• [Exercise goal]: Print the passage from the essay on Trump word for word, starting at "Skipping rocks across" and ending at "be set straight.".

• [Source extract]:
+===+
Skipping rocks across the pond: an American perspective on Trump
A response to ‘The Luigi Mangione Democrats’
Cynicism in politics is a given, but it helps to aim it at the right targets. The Democratic Party’s future doesn’t belong to deranged AOCism, and Trump’s biggest threat isn’t some left-wing uprising — it’s a recession, or the limits of his (unwilling as it may be) making. The record needs to be set straight.
In the autumn of 2016, Michael Anton famously portrayed the looming presidential contest between Democrat Hillary Clinton, the consummate establishment politician, and Republican Donald Trump, the ultimate outsider, as the ‘Flight 93 Election’. Conservatives, Anton argued, needed to grit their teeth, swallow their pride, and pull the lever for Trump. A second Clinton presidency was ‘Russian Roulette with a semi-auto’. With Trump, ‘at least you can spin the cylinder and take your chances’. The electorate agreed.
Instead of the former first lady, senator, and secretary of state, the American people elected the class traitor, a billionaire celebrity real estate mogul turned reality television star who railed against the system he had inhabited for over forty years. For decades, the Democratic Party branded itself as the party of the working class, while the Republican Party earned a reputation as the home of affluent college-educated white professionals. Trump changed that in form and substance. He strenuously opposed trade deals, including the North American Free Trade Agreement and Trans-Pacific Partnership, that he feared had or would deindustrialise the American heartland and send stable, well-paying jobs that maintained thousands of communities abroad, especially to China or Mexico. He vigorously opposed both legal and illegal immigration, pledging deportations and a wall while promising to end the H-1B ‘cheap labor’ program and restrict Muslim immigration. Free trade and sky-high legal immigration had been the virtually unquestioned default of both parties’ establishments, with a few notable exceptions, since at least the 1980s.
Perhaps more importantly, Trump dramatically reoriented the American electorate in a manner no less significant than the realignments of William McKinley, Franklin Roosevelt, or Ronald Reagan before him. Compared to the 2012 election just four years prior, Trump in 2016 radically increased Republican support among low- and middle-income families and union households while shedding wealthy voters. Similarly, college-educated voters flocked in droves into the Democratic column while less-educated Americans moved behind Trump. The realignment of Trumpian democracy is multivariate. Combining a brash, brawling brand of anti-elite populism reminiscent of the Jacksonian Era with stardom and virtually universal name recognition, Trump was the man for the moment. From his lack of obvious open contempt for white or working-class Americans to his penchant for fast food, there was something paradoxically relatable about Trump to tens of millions of people. True, Clinton carried the 2016 popular vote by nearly 3 million, and faithless electors abounded, but the realignment was well underway.
+===+
• [Material]:

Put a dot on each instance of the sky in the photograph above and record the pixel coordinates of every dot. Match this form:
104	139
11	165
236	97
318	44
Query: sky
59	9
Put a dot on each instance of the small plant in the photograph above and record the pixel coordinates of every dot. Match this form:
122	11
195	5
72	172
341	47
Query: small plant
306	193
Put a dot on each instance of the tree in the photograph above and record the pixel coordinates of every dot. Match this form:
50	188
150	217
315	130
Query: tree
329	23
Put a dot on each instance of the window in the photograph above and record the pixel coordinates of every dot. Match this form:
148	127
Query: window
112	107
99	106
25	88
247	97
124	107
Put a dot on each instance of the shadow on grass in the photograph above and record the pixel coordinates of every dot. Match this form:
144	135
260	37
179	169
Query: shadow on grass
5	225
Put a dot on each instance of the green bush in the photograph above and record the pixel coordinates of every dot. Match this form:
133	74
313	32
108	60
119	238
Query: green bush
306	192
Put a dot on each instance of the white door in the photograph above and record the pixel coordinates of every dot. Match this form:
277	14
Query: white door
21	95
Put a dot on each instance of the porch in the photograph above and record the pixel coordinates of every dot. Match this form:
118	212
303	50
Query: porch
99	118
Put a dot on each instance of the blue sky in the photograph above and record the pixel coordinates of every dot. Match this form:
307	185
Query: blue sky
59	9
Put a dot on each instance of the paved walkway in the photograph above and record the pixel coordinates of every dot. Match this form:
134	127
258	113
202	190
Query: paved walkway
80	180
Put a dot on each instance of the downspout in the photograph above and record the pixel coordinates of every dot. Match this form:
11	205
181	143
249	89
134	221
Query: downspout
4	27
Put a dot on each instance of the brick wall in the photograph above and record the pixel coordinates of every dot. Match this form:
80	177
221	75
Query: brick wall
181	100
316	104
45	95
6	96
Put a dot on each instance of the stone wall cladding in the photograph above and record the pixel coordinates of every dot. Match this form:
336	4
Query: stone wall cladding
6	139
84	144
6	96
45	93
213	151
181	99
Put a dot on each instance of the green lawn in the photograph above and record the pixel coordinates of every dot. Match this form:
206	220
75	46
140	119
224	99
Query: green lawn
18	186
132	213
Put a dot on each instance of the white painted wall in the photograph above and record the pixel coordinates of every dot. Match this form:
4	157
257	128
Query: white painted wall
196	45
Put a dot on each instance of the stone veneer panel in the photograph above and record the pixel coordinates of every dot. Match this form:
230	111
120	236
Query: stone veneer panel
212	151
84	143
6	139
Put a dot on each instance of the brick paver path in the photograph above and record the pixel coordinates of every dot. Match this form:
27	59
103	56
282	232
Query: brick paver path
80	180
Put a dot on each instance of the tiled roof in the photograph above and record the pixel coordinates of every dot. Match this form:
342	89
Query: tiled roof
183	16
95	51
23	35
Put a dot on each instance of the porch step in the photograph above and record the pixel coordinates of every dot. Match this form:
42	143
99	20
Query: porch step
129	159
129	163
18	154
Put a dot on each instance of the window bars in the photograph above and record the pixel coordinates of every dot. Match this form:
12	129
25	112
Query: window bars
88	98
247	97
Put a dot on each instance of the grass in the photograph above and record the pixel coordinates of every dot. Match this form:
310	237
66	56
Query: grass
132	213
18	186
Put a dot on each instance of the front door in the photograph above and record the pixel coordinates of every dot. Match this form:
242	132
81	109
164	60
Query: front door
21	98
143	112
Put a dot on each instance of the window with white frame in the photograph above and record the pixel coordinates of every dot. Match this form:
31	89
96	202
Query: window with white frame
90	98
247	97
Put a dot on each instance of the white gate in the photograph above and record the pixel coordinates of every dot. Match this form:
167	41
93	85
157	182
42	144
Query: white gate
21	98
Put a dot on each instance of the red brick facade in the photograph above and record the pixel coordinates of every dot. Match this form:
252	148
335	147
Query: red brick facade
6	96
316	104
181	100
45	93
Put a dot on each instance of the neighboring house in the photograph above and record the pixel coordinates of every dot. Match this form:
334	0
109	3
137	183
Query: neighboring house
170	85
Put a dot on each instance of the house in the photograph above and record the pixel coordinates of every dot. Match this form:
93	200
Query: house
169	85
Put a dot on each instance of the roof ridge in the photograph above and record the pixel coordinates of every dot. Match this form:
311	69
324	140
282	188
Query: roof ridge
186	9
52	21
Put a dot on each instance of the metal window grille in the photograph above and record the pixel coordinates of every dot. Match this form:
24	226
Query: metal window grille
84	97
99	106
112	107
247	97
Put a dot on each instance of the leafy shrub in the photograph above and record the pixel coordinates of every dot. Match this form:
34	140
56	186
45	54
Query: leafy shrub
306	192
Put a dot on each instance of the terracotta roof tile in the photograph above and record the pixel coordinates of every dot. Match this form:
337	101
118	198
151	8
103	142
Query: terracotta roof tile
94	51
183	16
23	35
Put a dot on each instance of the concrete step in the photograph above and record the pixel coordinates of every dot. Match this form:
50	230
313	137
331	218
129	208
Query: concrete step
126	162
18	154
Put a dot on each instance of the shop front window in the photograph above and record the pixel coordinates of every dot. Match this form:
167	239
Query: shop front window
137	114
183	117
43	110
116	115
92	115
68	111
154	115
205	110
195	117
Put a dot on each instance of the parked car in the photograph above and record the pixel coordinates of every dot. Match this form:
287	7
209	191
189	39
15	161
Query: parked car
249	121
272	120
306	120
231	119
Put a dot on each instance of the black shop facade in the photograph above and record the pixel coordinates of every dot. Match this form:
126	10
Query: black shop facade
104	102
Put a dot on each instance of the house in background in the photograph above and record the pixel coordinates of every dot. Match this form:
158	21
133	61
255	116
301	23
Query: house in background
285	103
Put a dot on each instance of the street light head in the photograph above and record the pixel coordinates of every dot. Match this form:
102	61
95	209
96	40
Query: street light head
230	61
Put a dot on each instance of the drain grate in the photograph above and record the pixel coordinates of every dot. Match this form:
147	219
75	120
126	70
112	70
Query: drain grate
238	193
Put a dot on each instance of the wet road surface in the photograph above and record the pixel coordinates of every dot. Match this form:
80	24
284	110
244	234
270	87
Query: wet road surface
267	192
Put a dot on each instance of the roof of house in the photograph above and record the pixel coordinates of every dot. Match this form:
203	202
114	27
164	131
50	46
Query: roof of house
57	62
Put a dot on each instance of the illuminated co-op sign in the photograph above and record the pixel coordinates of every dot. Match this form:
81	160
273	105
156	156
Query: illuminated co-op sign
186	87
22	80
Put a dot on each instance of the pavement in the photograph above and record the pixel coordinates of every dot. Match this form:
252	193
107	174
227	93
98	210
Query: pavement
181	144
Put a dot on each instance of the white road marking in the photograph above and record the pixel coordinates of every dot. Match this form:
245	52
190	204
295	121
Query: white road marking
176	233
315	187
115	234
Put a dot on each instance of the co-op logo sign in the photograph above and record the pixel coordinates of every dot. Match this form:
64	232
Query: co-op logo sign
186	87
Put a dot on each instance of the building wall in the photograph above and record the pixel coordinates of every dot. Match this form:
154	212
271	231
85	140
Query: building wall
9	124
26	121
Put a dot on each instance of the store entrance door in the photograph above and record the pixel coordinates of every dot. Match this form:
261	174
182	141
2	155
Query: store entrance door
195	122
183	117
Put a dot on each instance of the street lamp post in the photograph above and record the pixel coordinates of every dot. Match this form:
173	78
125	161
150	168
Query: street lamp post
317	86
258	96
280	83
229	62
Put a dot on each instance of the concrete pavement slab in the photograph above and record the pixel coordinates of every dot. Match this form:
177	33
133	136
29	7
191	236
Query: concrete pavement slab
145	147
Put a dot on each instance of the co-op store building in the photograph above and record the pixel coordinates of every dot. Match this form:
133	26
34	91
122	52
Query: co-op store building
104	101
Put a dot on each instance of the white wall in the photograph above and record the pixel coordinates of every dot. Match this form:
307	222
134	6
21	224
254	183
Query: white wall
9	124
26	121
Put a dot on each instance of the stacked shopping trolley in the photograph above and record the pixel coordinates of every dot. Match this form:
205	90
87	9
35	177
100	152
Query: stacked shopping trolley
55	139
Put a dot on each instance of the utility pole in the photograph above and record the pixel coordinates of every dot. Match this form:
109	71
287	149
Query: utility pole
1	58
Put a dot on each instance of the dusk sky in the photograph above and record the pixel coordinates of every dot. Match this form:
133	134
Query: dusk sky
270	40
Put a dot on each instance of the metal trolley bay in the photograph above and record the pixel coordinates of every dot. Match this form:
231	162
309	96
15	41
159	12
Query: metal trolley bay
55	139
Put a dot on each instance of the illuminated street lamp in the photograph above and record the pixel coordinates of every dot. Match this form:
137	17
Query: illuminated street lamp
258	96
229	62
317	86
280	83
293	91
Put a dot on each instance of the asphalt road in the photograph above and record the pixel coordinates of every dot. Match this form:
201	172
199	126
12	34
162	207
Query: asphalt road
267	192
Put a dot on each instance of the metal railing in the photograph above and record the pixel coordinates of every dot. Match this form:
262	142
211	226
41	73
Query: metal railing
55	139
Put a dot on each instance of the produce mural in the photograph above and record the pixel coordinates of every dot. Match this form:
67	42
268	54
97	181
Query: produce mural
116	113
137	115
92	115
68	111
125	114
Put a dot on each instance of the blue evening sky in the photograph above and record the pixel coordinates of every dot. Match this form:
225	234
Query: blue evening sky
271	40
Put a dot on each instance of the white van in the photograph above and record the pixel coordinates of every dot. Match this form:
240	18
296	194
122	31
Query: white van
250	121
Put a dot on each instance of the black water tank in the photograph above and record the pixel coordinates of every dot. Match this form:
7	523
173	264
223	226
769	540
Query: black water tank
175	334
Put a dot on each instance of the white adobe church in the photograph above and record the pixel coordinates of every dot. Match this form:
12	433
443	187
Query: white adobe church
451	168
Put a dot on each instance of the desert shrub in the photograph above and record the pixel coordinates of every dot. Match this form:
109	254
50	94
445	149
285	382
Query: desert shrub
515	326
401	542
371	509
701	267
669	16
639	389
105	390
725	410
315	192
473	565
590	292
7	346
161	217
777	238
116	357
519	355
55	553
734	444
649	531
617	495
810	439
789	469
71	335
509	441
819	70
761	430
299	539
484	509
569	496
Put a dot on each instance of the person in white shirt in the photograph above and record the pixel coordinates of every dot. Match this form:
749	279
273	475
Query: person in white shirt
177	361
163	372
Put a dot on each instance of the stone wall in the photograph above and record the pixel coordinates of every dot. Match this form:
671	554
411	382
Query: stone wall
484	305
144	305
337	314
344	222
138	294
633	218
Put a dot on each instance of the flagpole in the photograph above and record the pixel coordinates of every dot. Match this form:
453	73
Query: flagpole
+===+
• [Written solution]:
Skipping rocks across the pond: an American perspective on Trump
A response to ‘The Luigi Mangione Democrats’
Cynicism in politics is a given, but it helps to aim it at the right targets. The Democratic Party’s future doesn’t belong to deranged AOCism, and Trump’s biggest threat isn’t some left-wing uprising — it’s a recession, or the limits of his (unwilling as it may be) making. The record needs to be set straight.